Não só em Avintes, em Marvila também. O Teatro Contra-Senso nasceu em 1997 de um sonho de três alunos da Secundária D. Dinis. O batismo teve propósito. Teatro metafórico, poético, disruptivo. Vinte e sete anos depois, mantém-se uma organização sem fins lucrativos e sede em Marvila, Lisboa. Marina Subtil está desde o início. “Temos esse papel de resistência. Temos poucos meios, sim, mas continuamos aqui.” É um coletivo que se dedica a criar e a apresentar peças, sempre a ver a disponibilidade da biblioteca de Marvila ou do auditório Fernando Pessa. “Não temos uma sala de espetáculos, com muita pena nossa”, adianta Sónia Castro. É um sonho da companhia. “Um espaço com boa visibilidade para o palco para recebermos as pessoas.”
O grupo estica e encolhe, 15 elementos são mais ativos, dos 19 aos 60 anos do senhor Saraiva. Pessoas que acumulam com os empregos nas áreas da docência, Geografia, História, Arquitetura, Design Gráfico. Todos contribuem, é preciso compromisso. “O teatro não vive só de palmas”, avisa Marina Subtil.

•••

--- OBJETIVO DO EXERCÍCIO ---
Extraia do texto sobre o Teatro Contra-Senso, sem qualquer alteração, o trecho entre "O grupo estica" e "avisa Marina Subtil.", inclusive.

•••

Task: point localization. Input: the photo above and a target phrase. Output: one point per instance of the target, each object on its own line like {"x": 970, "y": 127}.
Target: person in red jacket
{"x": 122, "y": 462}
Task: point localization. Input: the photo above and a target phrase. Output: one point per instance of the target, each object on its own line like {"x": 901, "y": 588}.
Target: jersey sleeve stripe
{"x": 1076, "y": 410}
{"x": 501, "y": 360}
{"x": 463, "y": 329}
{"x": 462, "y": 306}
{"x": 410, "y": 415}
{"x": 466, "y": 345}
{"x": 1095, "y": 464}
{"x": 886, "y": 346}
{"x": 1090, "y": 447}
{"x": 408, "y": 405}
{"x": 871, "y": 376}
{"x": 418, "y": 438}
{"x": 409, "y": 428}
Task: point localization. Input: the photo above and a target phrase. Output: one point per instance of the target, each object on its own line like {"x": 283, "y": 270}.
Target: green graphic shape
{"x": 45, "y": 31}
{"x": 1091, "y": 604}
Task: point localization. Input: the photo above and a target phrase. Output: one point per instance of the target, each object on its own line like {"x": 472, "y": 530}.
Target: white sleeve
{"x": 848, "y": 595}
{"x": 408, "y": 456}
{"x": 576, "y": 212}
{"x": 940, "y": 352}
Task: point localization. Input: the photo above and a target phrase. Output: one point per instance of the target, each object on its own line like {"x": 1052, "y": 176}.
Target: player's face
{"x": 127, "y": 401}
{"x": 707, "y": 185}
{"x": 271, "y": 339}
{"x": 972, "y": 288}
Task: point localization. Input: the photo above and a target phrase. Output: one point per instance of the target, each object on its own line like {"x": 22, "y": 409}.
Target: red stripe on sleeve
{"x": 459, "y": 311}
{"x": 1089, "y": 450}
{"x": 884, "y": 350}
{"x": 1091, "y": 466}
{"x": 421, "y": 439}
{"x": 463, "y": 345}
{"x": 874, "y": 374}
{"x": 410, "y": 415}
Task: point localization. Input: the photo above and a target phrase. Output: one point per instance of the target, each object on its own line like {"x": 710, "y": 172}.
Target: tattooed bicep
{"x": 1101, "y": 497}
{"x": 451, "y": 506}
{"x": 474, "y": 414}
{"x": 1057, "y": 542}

•••

--- SOLUÇÃO DA TAREFA ---
O grupo estica e encolhe, 15 elementos são mais ativos, dos 19 aos 60 anos do senhor Saraiva. Pessoas que acumulam com os empregos nas áreas da docência, Geografia, História, Arquitetura, Design Gráfico. Todos contribuem, é preciso compromisso. “O teatro não vive só de palmas”, avisa Marina Subtil.